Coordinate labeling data

|---|

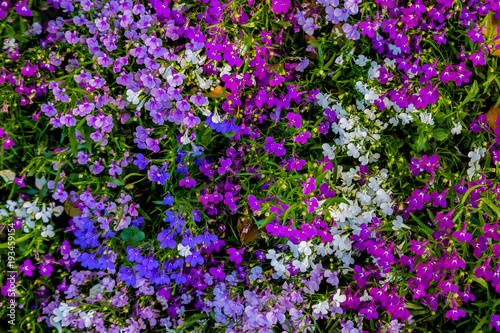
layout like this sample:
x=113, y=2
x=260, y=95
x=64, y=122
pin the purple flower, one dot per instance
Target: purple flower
x=351, y=31
x=310, y=26
x=22, y=8
x=229, y=200
x=235, y=255
x=455, y=313
x=218, y=273
x=495, y=322
x=27, y=268
x=140, y=161
x=463, y=235
x=45, y=270
x=309, y=186
x=225, y=165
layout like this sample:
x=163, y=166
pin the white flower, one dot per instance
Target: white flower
x=7, y=175
x=39, y=182
x=339, y=60
x=426, y=118
x=11, y=205
x=338, y=298
x=95, y=290
x=305, y=248
x=192, y=56
x=321, y=307
x=133, y=97
x=10, y=44
x=457, y=129
x=204, y=83
x=44, y=214
x=323, y=100
x=60, y=315
x=352, y=150
x=365, y=297
x=165, y=72
x=185, y=139
x=184, y=250
x=293, y=248
x=398, y=224
x=31, y=208
x=391, y=63
x=225, y=70
x=87, y=317
x=328, y=151
x=48, y=231
x=361, y=61
x=55, y=210
x=280, y=269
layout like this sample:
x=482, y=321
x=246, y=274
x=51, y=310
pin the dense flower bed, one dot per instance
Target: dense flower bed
x=250, y=165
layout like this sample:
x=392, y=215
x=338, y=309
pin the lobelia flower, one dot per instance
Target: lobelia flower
x=455, y=313
x=23, y=9
x=235, y=255
x=463, y=235
x=27, y=268
x=495, y=322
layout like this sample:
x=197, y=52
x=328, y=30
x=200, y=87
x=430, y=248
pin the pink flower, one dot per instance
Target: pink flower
x=235, y=255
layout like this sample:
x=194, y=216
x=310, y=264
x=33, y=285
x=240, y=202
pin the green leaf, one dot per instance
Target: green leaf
x=472, y=93
x=492, y=206
x=143, y=213
x=132, y=236
x=480, y=324
x=114, y=181
x=440, y=134
x=481, y=281
x=427, y=230
x=413, y=306
x=18, y=240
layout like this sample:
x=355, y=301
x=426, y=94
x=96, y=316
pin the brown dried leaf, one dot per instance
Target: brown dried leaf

|---|

Directions for this task: Locate each line in the entries above that contains the word "dense" and copy those lines. Treat the match as case-sensitive.

The result:
pin the dense flower bed, one dot per instance
Target: dense flower bed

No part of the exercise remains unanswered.